§ **Data for this exercise**
************

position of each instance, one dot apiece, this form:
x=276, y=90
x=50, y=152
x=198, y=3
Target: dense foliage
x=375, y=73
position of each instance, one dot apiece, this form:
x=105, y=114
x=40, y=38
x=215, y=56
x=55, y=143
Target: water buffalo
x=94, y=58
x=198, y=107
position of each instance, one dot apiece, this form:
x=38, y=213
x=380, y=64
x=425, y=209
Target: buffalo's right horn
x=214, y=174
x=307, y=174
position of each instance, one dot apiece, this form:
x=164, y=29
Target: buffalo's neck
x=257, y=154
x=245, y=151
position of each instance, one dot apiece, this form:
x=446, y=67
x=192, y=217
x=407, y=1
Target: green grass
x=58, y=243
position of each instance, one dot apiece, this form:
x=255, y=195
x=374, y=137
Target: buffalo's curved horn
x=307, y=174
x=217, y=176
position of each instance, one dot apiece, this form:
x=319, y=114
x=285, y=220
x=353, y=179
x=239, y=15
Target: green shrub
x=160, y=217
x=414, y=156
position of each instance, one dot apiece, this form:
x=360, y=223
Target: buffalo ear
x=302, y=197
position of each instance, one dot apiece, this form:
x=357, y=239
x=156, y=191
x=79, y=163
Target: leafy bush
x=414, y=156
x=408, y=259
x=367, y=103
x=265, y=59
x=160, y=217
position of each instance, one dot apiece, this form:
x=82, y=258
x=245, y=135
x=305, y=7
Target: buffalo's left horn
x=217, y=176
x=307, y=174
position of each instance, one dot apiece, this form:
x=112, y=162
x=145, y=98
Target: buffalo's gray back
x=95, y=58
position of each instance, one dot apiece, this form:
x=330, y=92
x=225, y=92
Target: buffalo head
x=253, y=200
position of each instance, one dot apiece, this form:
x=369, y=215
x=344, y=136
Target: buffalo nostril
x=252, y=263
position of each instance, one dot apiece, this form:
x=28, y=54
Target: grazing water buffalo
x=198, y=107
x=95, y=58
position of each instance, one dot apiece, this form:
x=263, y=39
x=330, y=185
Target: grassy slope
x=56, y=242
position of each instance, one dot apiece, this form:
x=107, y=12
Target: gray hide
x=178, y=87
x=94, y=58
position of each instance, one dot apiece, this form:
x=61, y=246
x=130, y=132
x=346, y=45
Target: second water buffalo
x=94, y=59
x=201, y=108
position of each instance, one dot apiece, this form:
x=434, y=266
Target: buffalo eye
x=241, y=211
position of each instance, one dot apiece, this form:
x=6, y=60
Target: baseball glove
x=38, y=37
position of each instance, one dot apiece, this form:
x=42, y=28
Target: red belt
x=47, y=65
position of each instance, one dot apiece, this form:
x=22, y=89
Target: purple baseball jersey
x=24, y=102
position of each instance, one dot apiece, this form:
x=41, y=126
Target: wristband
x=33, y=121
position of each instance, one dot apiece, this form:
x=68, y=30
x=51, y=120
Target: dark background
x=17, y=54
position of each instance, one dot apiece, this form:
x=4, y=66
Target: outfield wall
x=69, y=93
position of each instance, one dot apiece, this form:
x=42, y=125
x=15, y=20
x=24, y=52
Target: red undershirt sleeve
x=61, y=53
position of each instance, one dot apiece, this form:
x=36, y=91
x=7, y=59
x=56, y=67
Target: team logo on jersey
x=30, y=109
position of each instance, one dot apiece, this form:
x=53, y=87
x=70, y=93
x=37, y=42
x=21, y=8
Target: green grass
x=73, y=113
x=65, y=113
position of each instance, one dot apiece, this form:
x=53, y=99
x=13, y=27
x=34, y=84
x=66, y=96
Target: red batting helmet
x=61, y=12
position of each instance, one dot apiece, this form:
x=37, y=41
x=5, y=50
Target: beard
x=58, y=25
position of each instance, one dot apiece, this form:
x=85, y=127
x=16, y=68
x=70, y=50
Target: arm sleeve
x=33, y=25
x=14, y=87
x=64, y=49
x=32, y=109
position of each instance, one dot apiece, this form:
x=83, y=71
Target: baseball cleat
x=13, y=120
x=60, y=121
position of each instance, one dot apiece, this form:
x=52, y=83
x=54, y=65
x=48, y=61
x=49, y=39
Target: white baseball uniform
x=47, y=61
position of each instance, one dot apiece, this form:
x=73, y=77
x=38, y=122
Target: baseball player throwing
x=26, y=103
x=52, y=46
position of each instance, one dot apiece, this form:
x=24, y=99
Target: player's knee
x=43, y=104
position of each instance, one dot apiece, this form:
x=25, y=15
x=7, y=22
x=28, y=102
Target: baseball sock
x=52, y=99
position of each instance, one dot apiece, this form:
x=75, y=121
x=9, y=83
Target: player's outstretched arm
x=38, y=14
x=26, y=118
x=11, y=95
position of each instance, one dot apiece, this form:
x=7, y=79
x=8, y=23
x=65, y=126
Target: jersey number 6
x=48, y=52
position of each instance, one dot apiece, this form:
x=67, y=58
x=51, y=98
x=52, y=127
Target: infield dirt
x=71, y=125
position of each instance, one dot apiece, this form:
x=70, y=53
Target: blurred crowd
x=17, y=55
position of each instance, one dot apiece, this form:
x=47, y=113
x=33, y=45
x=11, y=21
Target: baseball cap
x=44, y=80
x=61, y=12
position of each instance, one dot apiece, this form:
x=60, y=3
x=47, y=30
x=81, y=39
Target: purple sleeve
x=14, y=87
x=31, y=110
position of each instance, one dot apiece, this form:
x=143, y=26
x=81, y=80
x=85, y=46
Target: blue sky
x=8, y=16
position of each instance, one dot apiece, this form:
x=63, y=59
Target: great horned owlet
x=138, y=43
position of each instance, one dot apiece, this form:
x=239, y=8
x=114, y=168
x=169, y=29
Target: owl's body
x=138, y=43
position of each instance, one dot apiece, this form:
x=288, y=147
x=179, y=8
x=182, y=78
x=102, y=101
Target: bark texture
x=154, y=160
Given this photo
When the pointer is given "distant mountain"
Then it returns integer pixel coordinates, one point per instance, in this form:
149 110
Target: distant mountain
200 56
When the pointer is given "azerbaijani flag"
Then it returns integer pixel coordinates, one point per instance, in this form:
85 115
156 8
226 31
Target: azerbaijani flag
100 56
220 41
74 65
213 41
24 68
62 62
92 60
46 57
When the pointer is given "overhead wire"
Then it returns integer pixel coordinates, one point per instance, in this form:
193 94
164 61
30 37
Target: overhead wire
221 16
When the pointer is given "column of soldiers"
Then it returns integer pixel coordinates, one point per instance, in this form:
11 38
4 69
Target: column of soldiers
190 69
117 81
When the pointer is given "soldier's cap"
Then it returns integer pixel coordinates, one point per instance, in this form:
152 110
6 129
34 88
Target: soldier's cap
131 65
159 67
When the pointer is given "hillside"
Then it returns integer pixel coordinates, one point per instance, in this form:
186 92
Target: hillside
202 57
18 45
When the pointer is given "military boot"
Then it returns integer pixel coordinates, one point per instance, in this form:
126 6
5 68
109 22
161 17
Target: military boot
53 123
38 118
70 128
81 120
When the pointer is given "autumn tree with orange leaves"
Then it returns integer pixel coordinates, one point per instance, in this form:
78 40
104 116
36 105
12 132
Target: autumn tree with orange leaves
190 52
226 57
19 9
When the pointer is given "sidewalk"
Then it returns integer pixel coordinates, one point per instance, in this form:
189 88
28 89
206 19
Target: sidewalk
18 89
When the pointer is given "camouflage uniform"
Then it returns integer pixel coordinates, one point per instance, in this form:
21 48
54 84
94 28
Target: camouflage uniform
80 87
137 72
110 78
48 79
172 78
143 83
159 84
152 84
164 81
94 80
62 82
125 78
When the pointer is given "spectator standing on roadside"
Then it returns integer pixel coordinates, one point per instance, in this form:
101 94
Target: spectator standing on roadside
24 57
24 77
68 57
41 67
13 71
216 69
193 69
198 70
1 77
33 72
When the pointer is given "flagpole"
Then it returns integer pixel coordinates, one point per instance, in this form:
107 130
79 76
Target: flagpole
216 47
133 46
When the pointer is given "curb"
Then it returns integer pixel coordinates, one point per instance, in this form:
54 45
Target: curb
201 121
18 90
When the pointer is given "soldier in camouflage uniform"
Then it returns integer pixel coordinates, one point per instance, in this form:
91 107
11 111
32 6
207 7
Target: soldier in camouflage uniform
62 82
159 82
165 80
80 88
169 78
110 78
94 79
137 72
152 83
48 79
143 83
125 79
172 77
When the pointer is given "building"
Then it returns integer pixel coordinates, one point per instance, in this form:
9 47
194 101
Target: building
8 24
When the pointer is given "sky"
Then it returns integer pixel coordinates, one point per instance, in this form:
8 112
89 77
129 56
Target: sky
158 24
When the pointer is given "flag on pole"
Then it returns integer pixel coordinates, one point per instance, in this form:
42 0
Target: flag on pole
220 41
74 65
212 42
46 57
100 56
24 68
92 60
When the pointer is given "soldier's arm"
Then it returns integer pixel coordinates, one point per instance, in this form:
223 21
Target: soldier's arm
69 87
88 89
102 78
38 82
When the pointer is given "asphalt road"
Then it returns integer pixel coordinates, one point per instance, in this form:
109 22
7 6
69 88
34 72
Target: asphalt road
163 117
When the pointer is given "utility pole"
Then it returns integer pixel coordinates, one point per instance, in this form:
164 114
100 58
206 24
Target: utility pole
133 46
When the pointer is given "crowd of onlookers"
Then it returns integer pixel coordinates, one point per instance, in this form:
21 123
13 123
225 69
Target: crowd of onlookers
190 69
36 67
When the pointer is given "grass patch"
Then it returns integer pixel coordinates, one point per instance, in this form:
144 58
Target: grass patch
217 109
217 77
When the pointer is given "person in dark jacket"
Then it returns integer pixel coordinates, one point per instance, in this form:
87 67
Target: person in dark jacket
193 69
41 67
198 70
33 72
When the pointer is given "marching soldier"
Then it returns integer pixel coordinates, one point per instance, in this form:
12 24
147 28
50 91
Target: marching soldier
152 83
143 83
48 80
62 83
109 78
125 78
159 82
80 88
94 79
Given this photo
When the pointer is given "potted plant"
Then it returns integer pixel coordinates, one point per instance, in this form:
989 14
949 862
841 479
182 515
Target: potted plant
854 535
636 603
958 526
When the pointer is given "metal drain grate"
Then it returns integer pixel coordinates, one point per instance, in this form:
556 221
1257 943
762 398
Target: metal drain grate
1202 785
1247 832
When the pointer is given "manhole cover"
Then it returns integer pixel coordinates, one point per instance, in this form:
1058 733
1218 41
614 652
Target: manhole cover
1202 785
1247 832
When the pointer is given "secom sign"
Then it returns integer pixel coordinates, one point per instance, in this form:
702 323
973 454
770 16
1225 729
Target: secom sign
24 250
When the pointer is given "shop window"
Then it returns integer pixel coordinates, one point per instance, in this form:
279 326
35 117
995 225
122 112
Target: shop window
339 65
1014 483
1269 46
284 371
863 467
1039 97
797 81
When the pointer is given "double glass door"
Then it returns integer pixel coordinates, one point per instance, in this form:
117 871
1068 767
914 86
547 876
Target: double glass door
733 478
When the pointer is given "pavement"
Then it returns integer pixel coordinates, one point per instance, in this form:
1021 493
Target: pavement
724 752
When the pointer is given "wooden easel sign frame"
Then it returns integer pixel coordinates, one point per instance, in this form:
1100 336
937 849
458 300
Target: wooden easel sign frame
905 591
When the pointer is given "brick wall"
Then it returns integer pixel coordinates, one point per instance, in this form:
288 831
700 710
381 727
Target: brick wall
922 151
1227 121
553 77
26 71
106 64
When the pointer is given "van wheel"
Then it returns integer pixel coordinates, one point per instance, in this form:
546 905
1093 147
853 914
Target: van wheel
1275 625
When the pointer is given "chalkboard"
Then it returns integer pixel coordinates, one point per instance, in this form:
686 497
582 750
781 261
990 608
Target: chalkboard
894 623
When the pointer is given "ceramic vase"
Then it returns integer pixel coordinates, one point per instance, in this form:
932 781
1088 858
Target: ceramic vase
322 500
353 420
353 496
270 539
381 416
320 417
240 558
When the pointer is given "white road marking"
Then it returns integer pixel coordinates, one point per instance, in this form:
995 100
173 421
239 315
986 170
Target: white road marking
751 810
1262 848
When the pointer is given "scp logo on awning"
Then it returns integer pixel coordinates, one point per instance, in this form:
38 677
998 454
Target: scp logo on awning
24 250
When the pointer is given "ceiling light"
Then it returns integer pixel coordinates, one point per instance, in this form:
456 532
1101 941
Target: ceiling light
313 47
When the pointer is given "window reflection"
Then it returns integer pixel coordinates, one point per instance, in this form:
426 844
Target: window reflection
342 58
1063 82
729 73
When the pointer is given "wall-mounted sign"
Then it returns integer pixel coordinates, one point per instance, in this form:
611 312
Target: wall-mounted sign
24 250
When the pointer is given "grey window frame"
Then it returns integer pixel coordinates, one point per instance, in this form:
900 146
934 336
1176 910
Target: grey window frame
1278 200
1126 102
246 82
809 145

************

§ **What is being asked**
Transcribe the records above exactly, from the opening line down to and including the line with "x=344, y=136".

§ **Answer below**
position of each instance, one dot apiece, this form:
x=276, y=90
x=50, y=152
x=198, y=3
Target: dense foliage
x=375, y=73
position of each instance, one dot apiece, this form:
x=105, y=114
x=40, y=38
x=215, y=56
x=55, y=143
Target: water buffalo
x=94, y=58
x=198, y=107
position of each instance, one dot apiece, this form:
x=38, y=213
x=380, y=64
x=425, y=209
Target: buffalo's right horn
x=214, y=174
x=307, y=174
position of each instance, one dot apiece, this form:
x=164, y=29
Target: buffalo's neck
x=257, y=154
x=245, y=151
position of each instance, one dot apiece, this form:
x=446, y=67
x=192, y=217
x=407, y=1
Target: green grass
x=58, y=243
position of each instance, one dot apiece, this form:
x=255, y=195
x=374, y=137
Target: buffalo's curved horn
x=307, y=174
x=217, y=176
position of each instance, one dot apiece, this form:
x=319, y=114
x=285, y=220
x=353, y=179
x=239, y=15
Target: green shrub
x=160, y=217
x=414, y=156
position of each instance, one dot apiece, this form:
x=360, y=223
Target: buffalo ear
x=302, y=197
position of each instance, one dot apiece, this form:
x=357, y=239
x=156, y=191
x=79, y=163
Target: leafy bush
x=414, y=156
x=408, y=259
x=367, y=103
x=265, y=59
x=160, y=217
position of each instance, one dot apiece, this form:
x=82, y=258
x=245, y=135
x=305, y=7
Target: buffalo's left horn
x=217, y=176
x=307, y=174
position of each instance, one dot apiece, this form:
x=112, y=162
x=145, y=98
Target: buffalo's gray back
x=95, y=58
position of each instance, one dot apiece, this form:
x=330, y=92
x=225, y=92
Target: buffalo head
x=253, y=200
position of each instance, one dot apiece, this form:
x=369, y=215
x=344, y=136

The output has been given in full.